### PROBLEM STATEMENT:
Every line below that holds the word "record" counts once; please tally them and give only the total.

### WORKING DATA:
___
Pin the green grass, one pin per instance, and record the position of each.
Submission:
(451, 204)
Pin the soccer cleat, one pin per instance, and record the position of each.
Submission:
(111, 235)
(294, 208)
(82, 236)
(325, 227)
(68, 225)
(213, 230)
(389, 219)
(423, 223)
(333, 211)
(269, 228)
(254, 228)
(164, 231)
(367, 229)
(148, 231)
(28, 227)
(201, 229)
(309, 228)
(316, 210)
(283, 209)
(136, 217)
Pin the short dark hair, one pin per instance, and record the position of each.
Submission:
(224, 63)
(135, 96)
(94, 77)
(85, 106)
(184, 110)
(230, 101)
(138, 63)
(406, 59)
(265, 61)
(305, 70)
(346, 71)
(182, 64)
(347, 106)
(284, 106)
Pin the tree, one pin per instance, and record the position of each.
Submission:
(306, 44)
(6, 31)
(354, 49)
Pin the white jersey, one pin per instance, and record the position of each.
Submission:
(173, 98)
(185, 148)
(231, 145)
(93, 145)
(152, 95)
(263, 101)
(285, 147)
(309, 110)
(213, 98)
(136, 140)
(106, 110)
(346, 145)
___
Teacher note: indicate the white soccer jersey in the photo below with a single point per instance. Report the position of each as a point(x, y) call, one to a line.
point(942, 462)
___
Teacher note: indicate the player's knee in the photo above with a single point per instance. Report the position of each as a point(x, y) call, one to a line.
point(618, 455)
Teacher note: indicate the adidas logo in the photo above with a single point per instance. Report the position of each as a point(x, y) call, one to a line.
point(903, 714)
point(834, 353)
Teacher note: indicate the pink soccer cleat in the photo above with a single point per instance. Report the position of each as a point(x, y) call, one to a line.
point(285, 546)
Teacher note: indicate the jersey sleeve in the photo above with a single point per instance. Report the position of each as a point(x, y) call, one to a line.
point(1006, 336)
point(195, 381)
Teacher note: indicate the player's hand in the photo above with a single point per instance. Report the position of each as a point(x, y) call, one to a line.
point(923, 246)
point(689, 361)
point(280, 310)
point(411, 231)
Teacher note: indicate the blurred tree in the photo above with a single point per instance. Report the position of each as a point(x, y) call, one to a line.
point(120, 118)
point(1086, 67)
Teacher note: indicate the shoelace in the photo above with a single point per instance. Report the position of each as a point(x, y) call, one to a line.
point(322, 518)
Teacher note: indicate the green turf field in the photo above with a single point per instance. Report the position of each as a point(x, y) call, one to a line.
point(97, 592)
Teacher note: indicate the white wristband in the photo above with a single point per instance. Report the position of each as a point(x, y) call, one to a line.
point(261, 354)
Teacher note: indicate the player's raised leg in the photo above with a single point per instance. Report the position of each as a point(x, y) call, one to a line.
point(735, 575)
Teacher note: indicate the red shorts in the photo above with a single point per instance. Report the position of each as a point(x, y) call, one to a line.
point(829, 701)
___
### EXPECTED ANSWER:
5